_Study text:_
»»

Specifically on the evidence given by the Wallich in relation to Bridgend—I don't know if you saw that. 

Okay. Well, what they're saying is that Bridgend's a host authority, presumably, because of the closeness of the prison, and they have some funding to use at their discretion. However, once a prisoner has been assisted with two weeks' worth of temporary accommodation, they will not be able to access it again. This gives somebody 14 days to find housing, which is unlikely given they're ex-prisoners, and they end up on the street. So, that seems to me a particular situation where we've identified, because Bridgend is a host, that we have a particular problem—they leave prison but they're then on the streets after two weeks, effectively. That seems to me a particular issue that requires addressing. 

We also noticed reports of a spike of a 250 per cent increase in rough-sleeping in Bridgend, so there's something going on which we need further explanation on. If it's to do with people simply being just let out and then, 'Ta-ra, see you later'— 

I think that's probably unlikely. The people who'd be going to Bridgend—. As I said now, people released from custody will be released under the supervision of a probation officer. It's very unlikely that the people released from the prison will just stay in that locality; they will return to their home authority area whether they are homeless or not.

««

Image point grounding data:
»»

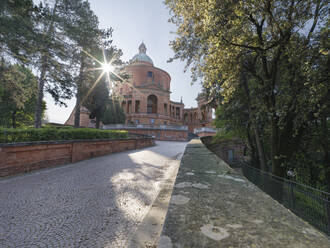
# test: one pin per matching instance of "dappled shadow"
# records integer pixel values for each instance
(92, 203)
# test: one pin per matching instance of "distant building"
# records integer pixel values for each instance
(146, 98)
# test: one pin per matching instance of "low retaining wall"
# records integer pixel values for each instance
(24, 157)
(213, 206)
(159, 132)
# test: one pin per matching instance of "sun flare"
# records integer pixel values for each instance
(107, 67)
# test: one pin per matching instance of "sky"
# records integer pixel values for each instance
(135, 21)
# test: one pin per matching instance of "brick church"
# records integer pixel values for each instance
(146, 99)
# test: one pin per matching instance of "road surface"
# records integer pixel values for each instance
(93, 203)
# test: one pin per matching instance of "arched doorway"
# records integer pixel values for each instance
(152, 104)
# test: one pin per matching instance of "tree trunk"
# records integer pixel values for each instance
(41, 84)
(13, 119)
(77, 110)
(260, 149)
(255, 128)
(79, 93)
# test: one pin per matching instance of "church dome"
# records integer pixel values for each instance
(142, 56)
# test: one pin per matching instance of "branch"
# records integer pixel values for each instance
(242, 45)
(316, 17)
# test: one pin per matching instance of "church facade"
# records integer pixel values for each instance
(145, 99)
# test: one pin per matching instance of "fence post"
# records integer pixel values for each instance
(327, 202)
(292, 196)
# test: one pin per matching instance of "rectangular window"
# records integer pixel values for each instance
(150, 74)
(177, 114)
(129, 107)
(137, 106)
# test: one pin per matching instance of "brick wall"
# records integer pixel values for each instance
(160, 134)
(24, 157)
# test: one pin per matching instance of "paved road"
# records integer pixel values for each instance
(94, 203)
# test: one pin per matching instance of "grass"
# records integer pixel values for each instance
(10, 135)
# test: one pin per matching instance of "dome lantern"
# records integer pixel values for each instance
(142, 56)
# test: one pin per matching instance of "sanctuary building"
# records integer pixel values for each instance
(145, 99)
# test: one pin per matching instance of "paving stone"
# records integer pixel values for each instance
(94, 203)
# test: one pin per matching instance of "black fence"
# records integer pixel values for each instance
(310, 204)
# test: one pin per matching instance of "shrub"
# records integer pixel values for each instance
(9, 135)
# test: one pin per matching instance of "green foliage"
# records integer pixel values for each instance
(56, 134)
(267, 63)
(18, 97)
(113, 113)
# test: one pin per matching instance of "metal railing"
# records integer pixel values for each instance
(310, 204)
(145, 126)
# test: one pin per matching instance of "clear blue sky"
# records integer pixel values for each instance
(134, 21)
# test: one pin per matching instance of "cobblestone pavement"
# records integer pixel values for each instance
(94, 203)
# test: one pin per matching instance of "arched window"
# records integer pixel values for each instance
(185, 117)
(152, 104)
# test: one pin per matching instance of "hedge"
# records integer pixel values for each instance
(10, 135)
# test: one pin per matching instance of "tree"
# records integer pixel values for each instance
(97, 98)
(113, 114)
(53, 57)
(82, 28)
(16, 30)
(273, 42)
(17, 102)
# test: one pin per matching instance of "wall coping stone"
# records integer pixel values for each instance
(54, 142)
(212, 205)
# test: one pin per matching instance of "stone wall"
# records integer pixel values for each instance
(221, 149)
(159, 132)
(213, 206)
(25, 157)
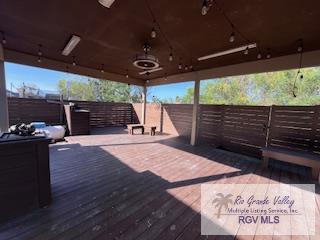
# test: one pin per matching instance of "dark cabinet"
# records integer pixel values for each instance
(24, 175)
(78, 120)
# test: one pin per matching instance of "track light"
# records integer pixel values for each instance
(153, 33)
(73, 42)
(227, 52)
(171, 57)
(232, 37)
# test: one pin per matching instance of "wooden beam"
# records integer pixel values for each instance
(4, 115)
(144, 105)
(195, 112)
(27, 59)
(310, 59)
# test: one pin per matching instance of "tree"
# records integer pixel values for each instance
(273, 88)
(99, 90)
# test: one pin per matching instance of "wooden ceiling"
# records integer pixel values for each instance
(114, 36)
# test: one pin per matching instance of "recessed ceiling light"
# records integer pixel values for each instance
(106, 3)
(151, 71)
(73, 42)
(227, 52)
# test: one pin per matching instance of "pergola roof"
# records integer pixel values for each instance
(114, 36)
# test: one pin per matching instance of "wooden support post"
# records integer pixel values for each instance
(144, 105)
(195, 113)
(4, 115)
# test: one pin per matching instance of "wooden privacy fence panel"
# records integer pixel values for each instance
(245, 128)
(210, 124)
(108, 114)
(101, 114)
(31, 110)
(295, 128)
(177, 119)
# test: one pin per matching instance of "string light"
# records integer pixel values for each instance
(232, 37)
(246, 52)
(206, 7)
(4, 41)
(171, 57)
(153, 33)
(300, 47)
(39, 53)
(259, 56)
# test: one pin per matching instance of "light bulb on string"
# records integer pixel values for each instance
(4, 40)
(39, 54)
(246, 52)
(259, 56)
(171, 57)
(74, 61)
(232, 37)
(153, 33)
(205, 8)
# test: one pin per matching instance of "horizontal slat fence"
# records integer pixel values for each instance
(177, 119)
(101, 114)
(245, 128)
(295, 128)
(32, 110)
(104, 114)
(210, 124)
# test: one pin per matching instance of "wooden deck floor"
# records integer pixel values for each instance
(114, 186)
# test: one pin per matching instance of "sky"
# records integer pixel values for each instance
(47, 80)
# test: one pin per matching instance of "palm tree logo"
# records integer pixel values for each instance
(221, 201)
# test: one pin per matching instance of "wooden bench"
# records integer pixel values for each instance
(296, 157)
(132, 127)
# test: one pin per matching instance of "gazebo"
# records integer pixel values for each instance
(154, 182)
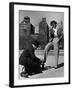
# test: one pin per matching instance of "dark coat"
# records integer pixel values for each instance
(29, 60)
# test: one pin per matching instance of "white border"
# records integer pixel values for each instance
(16, 45)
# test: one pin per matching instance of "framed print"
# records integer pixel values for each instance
(39, 40)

««

_The task:_ Pick up the exchange about prisoners released into homelessness in Bridgend from its last sentence and continue it.

_Task output:_
Unless, of course, there's a particular reason why they don't wish to return to their home, because they think they'd be at risk themselves, or something.

It would predominantly be focused on whether or not the assessment is whether they would be safe to return there or not, but, yes. 

Okay. Well, thank you all very much for coming along today to give evidence to the committee. You will be sent a transcript to check for factual accuracy. Diolch yn fawr. 

7. Papurau i'w Nodi
7. Papers to Note

The next item on the agenda today is item 7: papers to note. We have papers 15 through to 20. Papers 15 to 17 relate to our inquiry into rough-sleeping in Wales. Paper 18 refers to the Public Services Ombudsman (Wales) Bill. Paper 19 relates to human rights in Wales, which we will, in fact, discuss at our next meeting. And paper 20 relates to fire safety in Wales, and a suggestion that some of the requirements might be relaxed. We will reply to that, I think, along the lines that we're looking at these matters in a rather different context, but we will be addressing them in due course. 

Chair, in terms of page 169—if you've not got there, agenda item 7.5—I just want to clarify what the letter focuses on. It says:

'I welcome the Inquiry and the Committee’s decision'—

it's from Julie James—

'to narrow its scope to focus on the'—

and then it's sort of like a typo. Is it 'direct impact of Brexit'? What is the wording? Or is it just 'Brexit on human rights'? It's page 169.   

We intend to discuss matters in the round on that, Rhianon, at our next meeting, so to look at it—

Okay, but I'm just asking what that means from her. What does it say? Because I don't know what she thinks we're talking about.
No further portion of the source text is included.